## SELECTION
Our economic perturbations become more bizarre every day.
The stock markets fly up just as employment, production, construction, and retail sales decline. General Motors is facing bankruptcy at the end of the month and soon will be thrown off its 83 consecutive year tenure on the Dow Jones Industrial Average. Oil prices touched $60 a barrel this week as demand falls and worldwide stockpiles grow. There are now 130 million barrels of oil and products sitting in tankers waiting for prices to go higher.
Despite a 3 million barrels a day (b/d) cut in OPEC oil production, recent analysis suggests that the supply of oil has been outrunning consumption by 2 or 3 million barrels each day. Speculators have been storing the excess in hopes that prices will be higher down the pike; hence we have 100 or so tankers-full of oil at anchor waiting for prices to go up. This situation cannot go on much longer for at some point the world will run out of unchartered tankers and the demand for oil will drop as there will no longer be any place to store the surplus. Whether this drop in demand is days, weeks, or months away is impossible to say – there are simply too many variables at play.
For the last two months the equity markets have been rising steadily, setting records with the pace of the climb. This surge has come despite remarkably little evidence that the U.S. and global economies are actually improving. Many are warning that perceived economic improvements come from a combination of hype and selective interpretation of economic data. Many believe that equity markets are supposed to rebound from a recession six months before economic growth actually begins. Given this predisposition, it is always easy to imagine that things will be better six months from now so that the barest hints that an economic decline is decelerating is deemed sufficient evidence that the worst is over.
Most of the optimism comes from shallow economic thinking. Any company can beat Wall Street estimates of its likely earnings simply by low-balling its earnings guidance, firing or part-timing a bunch of employees to cut costs, and then letting inventory run down. As retail stores close, the survivors are likely to benefit from less competition – for a while.

## EXERCISE TASK 1
Decide whether each statement agrees with the economic commentary above. Answer yes or no for each and quote the words that settle it.
(a) General Motors has held a place on the Dow Jones Industrial Average for 83 consecutive years.
(b) OPEC raised its oil production by 3 million barrels a day.
(c) Equity markets have been rising for the last two months.
## EXERCISE TASK 2
Render this sentence from the economic commentary in Spanish: "Most of the optimism comes from shallow economic thinking."
## EXERCISE TASK 3
Reproduce the economic commentary word for word from "For the last" to "worst is over.".

## DATA EXCERPT
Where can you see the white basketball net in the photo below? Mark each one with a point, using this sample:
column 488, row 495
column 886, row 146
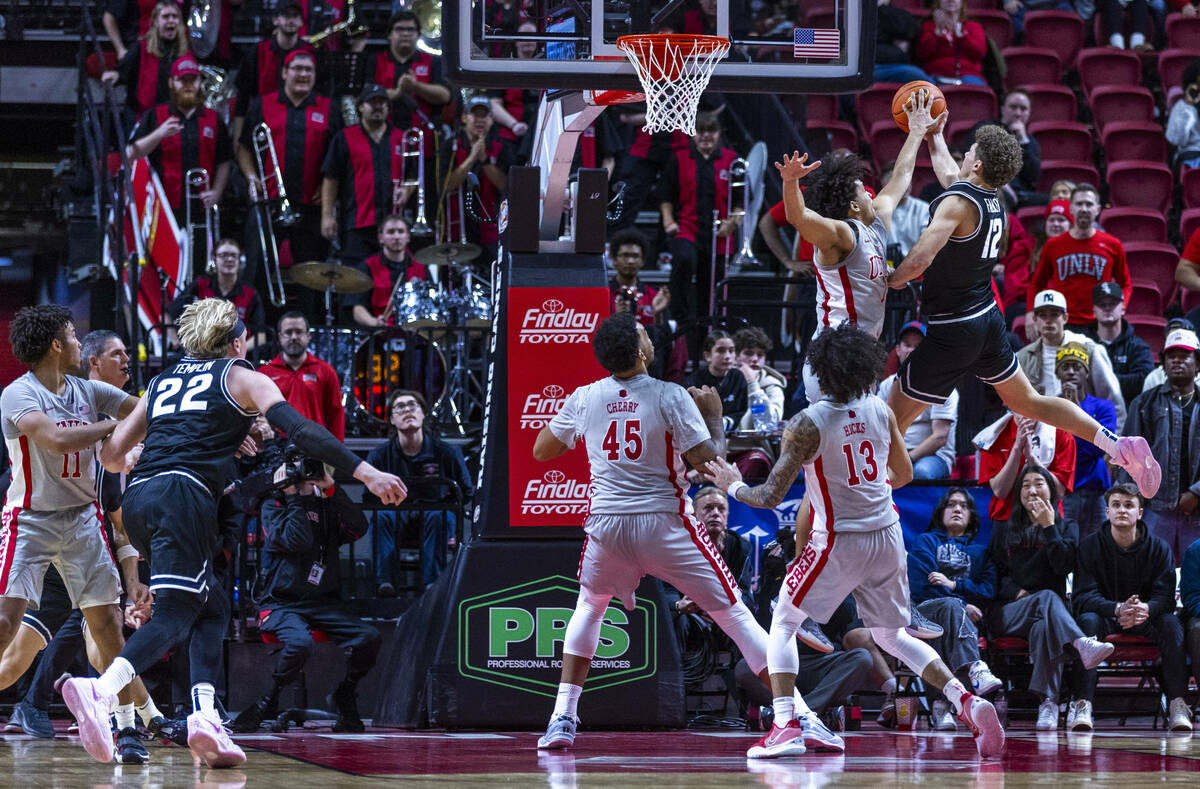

## EXERCISE OUTPUT 1
(a) Yes: "soon will be thrown off its 83 consecutive year tenure on the Dow Jones Industrial Average"
(b) No: "Despite a 3 million barrels a day (b/d) cut in OPEC oil production"
(c) Yes: "For the last two months the equity markets have been rising steadily"

## EXERCISE OUTPUT 2
La mayor parte del optimismo proviene de un pensamiento económico superficial.

## EXERCISE OUTPUT 3
For the last two months the equity markets have been rising steadily, setting records with the pace of the climb. This surge has come despite remarkably little evidence that the U.S. and global economies are actually improving. Many are warning that perceived economic improvements come from a combination of hype and selective interpretation of economic data. Many believe that equity markets are supposed to rebound from a recession six months before economic growth actually begins. Given this predisposition, it is always easy to imagine that things will be better six months from now so that the barest hints that an economic decline is decelerating is deemed sufficient evidence that the worst is over.